# EXTRACTED INFORMATION:
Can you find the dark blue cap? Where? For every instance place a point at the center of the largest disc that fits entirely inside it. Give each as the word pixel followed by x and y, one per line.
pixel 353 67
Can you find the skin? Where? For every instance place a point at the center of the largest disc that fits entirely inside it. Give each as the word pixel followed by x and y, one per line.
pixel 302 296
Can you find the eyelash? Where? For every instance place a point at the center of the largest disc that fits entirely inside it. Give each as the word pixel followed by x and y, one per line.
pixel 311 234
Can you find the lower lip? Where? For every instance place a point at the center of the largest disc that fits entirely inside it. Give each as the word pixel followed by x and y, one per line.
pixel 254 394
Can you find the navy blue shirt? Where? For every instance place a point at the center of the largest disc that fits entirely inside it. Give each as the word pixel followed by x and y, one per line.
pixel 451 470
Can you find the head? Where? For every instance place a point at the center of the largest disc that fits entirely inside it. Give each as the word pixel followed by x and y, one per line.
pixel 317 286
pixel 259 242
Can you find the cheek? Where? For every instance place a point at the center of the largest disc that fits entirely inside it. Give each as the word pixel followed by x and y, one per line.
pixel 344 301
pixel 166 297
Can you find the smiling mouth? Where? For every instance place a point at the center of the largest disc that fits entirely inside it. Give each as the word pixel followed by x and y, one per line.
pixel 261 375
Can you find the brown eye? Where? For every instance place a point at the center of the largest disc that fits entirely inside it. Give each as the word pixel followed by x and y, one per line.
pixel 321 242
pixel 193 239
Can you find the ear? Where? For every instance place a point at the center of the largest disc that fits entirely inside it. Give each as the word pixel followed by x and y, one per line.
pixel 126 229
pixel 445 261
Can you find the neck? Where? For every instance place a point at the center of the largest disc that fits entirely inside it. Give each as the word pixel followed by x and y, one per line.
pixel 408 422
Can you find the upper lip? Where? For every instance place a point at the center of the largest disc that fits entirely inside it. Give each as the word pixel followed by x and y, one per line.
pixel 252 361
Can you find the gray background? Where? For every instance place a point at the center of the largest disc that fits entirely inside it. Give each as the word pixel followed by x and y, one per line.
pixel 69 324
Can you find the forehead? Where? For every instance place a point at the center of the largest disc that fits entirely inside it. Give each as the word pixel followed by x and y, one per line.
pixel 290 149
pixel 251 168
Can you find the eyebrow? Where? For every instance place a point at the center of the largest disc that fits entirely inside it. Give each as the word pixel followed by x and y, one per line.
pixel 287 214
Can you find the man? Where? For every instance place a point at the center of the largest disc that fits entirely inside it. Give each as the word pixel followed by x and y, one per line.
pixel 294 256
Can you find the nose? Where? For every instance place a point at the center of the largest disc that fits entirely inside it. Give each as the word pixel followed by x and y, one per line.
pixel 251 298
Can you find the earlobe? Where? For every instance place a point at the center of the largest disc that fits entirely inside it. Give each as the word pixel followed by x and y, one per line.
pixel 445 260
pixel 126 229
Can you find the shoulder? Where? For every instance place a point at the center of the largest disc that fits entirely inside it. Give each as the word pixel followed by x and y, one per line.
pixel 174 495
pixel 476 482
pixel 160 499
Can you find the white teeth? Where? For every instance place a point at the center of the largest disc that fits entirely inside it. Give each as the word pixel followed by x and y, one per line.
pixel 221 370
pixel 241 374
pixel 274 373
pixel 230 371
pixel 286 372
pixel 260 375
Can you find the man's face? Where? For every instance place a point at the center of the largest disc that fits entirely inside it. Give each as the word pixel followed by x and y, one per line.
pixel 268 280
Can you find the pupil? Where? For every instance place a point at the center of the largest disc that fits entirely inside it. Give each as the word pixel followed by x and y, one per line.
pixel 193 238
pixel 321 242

# WORK TO COMPLETE:
All of the material above needs repeating. Keep it exact.

# OUTPUT:
Can you find the dark blue cap? Where? For every instance place a point at the center of the largest disc that fits entirely inside it. Give each as the word pixel followed by x and y, one per line.
pixel 353 67
Can you find the skin? Where? For every instance place a point at the center of the largest disc that fits entirely inside it. Give each as the word pixel followed by x and y, one per line.
pixel 302 296
Can you find the eyelash? Where? For every instance place a point at the center of the largest disc that fits entirely inside it. Give each as the word pixel followed by x and y, one per line.
pixel 311 234
Can you find the lower lip? Where? For every instance place a point at the center of the largest disc that fits entirely inside it. Give each as the word pixel followed by x and y, one per line.
pixel 254 394
Can you find the navy blue shirt? Where? For every instance place a point at the center of the largest disc that fits entirely inside it. Give each as the word pixel followed by x and y, one per line.
pixel 451 470
Can you find the head? Where? For every instance place a point at the center of the largest disc that fits entirely inside it. Give each as the word pixel followed by x and y, one per line.
pixel 317 286
pixel 259 242
Can you find the cheek? Where? For every instance place a point at the center of the largest disc that fits entirely inside it. Give each as the word pixel followed by x and y, one per line.
pixel 344 301
pixel 166 297
Can you find the smiling mouth? Where? For every instance place a point at the center of the largest disc that fits entirely inside it. Give each as the word pixel followed by x and y, one per line.
pixel 261 375
Can you find the brown eye? Where? For every instance place a point at the center of the largest disc that fits entirely inside it. Give each as the word pixel followed by x and y, one per line.
pixel 321 242
pixel 193 239
Can you find the ear? Where? For every instance place a point at the center of the largest disc that fits entirely inside it. Give each as the word pixel followed by x and y, one per line.
pixel 126 229
pixel 445 261
Can you find the neck? Where? For every instance place a point at the center of the largest disc that fits entirely inside it. Give each as the word pixel followed by x and y, one per line.
pixel 408 422
Can you find the upper lip? Where? For every instance place a point at the center of the largest disc that fits entirely inside it. Give each as the word pixel followed by x and y, one per line.
pixel 252 361
Can you find the gray background? Where? For every instance place a point at the center of the largest disc that fits entirely inside it. Give each as the word pixel followed by x and y, one per line.
pixel 69 324
Can you find the forehead? Where? For every instance place a point at the center of the largest disc that fits entirely inside it. Give each as the word pixel followed by x and y, one per line.
pixel 290 149
pixel 251 168
Can you find the eyebrow? Where? For every instance place a point at the center of the largest disc that fits entirely inside it. Give each as the word pixel followed by x and y, one per line.
pixel 287 214
Can you find the man? Where? For every instance place a point at the center of the largest disc that fits entirely inside it. Give each as the word pixel followed by x and y, one per line.
pixel 294 256
Can you find the nose? Where? For every instance place a point at the center of the largest disc that fits entirely inside it. Give each as the word pixel followed by x and y, one per line.
pixel 251 298
Can you find the earlobe? Where? For every instance place a point at the center of the largest disc that fits entirely inside it. Give each as the word pixel followed by x and y, one per line.
pixel 445 260
pixel 126 229
Can you find the shoulder? Where? For every instance place a point at the center of the largest disc that fits entirely inside it. Give each as the word pixel followed by x and y, one per line.
pixel 174 495
pixel 476 482
pixel 160 499
Can you find the white teeth? Where? For every instance place a point at the center of the largest disc that fits entirely inside it. Give each as the word pixel followed by x and y, one per line.
pixel 221 370
pixel 241 374
pixel 274 373
pixel 230 371
pixel 286 372
pixel 260 375
Can you find the man's face? Where? For every instance place a point at the center of the largest disc that fits entirely inside it. Give each as the word pixel followed by x and y, one per line.
pixel 268 280
Can you find the pupil? Where? For every instance place a point at the center of the largest disc that fits entirely inside it. Give each as the word pixel followed by x and y, one per line.
pixel 193 238
pixel 321 242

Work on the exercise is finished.